─── Entries
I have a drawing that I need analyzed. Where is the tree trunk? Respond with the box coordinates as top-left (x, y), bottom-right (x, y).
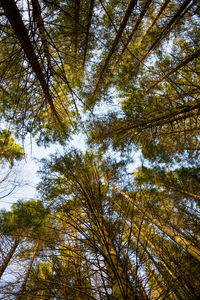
top-left (107, 181), bottom-right (200, 261)
top-left (16, 242), bottom-right (39, 300)
top-left (0, 239), bottom-right (21, 278)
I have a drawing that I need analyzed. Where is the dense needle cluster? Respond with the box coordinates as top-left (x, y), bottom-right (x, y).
top-left (0, 0), bottom-right (200, 300)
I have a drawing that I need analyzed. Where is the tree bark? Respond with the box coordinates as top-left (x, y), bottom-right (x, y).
top-left (107, 181), bottom-right (200, 261)
top-left (0, 239), bottom-right (21, 278)
top-left (16, 242), bottom-right (39, 300)
top-left (0, 0), bottom-right (60, 123)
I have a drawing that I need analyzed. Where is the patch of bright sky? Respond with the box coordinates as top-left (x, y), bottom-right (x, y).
top-left (0, 134), bottom-right (86, 209)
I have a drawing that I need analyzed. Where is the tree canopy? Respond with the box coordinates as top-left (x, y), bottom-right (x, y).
top-left (0, 0), bottom-right (200, 300)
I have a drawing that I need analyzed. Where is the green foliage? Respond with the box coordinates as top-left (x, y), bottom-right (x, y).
top-left (0, 129), bottom-right (24, 166)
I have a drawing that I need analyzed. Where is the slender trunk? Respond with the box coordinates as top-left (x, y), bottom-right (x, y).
top-left (141, 0), bottom-right (195, 61)
top-left (119, 249), bottom-right (149, 300)
top-left (16, 242), bottom-right (39, 300)
top-left (83, 0), bottom-right (95, 69)
top-left (146, 48), bottom-right (200, 93)
top-left (0, 239), bottom-right (21, 278)
top-left (107, 181), bottom-right (200, 261)
top-left (102, 224), bottom-right (133, 300)
top-left (0, 0), bottom-right (60, 123)
top-left (118, 0), bottom-right (152, 62)
top-left (93, 0), bottom-right (137, 95)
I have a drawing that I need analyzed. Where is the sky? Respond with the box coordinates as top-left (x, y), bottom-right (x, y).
top-left (0, 134), bottom-right (86, 210)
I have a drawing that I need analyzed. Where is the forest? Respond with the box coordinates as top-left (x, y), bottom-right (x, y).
top-left (0, 0), bottom-right (200, 300)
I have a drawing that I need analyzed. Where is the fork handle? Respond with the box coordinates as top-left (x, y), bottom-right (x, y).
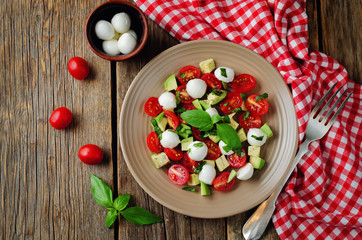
top-left (243, 139), bottom-right (311, 240)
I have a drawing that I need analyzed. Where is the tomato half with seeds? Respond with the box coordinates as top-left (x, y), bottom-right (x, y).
top-left (176, 85), bottom-right (195, 103)
top-left (245, 93), bottom-right (269, 116)
top-left (212, 172), bottom-right (235, 191)
top-left (163, 148), bottom-right (184, 161)
top-left (177, 66), bottom-right (201, 84)
top-left (231, 74), bottom-right (256, 93)
top-left (204, 140), bottom-right (221, 160)
top-left (219, 92), bottom-right (243, 114)
top-left (227, 149), bottom-right (246, 167)
top-left (201, 73), bottom-right (222, 90)
top-left (145, 97), bottom-right (162, 117)
top-left (163, 110), bottom-right (180, 130)
top-left (239, 112), bottom-right (261, 130)
top-left (167, 164), bottom-right (190, 185)
top-left (147, 132), bottom-right (162, 153)
top-left (181, 153), bottom-right (199, 173)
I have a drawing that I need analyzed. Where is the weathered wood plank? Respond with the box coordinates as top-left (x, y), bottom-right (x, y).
top-left (0, 0), bottom-right (113, 239)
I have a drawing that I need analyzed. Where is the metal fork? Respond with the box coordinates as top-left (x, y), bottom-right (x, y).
──────
Work required:
Copy the entries starting at the very first line and ending at the line containing "top-left (0, 129), bottom-right (24, 166)", both lines included and requests kept, shifting every coordinate in the answers by adding -87 to it. Leave the pictures out.

Complete answer:
I have a drawing that I need analyzed. Where is the tree trunk? Respond with the box coordinates as top-left (x, y), bottom-right (x, y).
top-left (20, 94), bottom-right (113, 174)
top-left (-71, 155), bottom-right (-48, 213)
top-left (-87, 152), bottom-right (-66, 191)
I have a drawing that I need analyzed. Where is the dense needle cluster? Respond with the box coordinates as top-left (x, y), bottom-right (x, y).
top-left (-87, -87), bottom-right (113, 213)
I have a drawing that I need analyzed. Where is the tree bark? Respond with the box coordinates as top-left (x, y), bottom-right (x, y).
top-left (20, 94), bottom-right (113, 174)
top-left (-87, 152), bottom-right (-66, 191)
top-left (-71, 155), bottom-right (-48, 213)
top-left (-87, -87), bottom-right (-27, 36)
I have a drawing that I need analyzed. Where is the patch of bright sky? Respond with the box coordinates as top-left (x, y), bottom-right (x, y).
top-left (-87, 47), bottom-right (-1, 122)
I have a drawing that I need analyzed. Where is the tree canopy? Respond with the box coordinates as top-left (x, y), bottom-right (x, y).
top-left (-87, -87), bottom-right (113, 213)
I have a drawing that I need analyzed. Where is the green foliage? Respond with the box coordinates as top-left (x, y), bottom-right (x, y).
top-left (-87, 42), bottom-right (-63, 79)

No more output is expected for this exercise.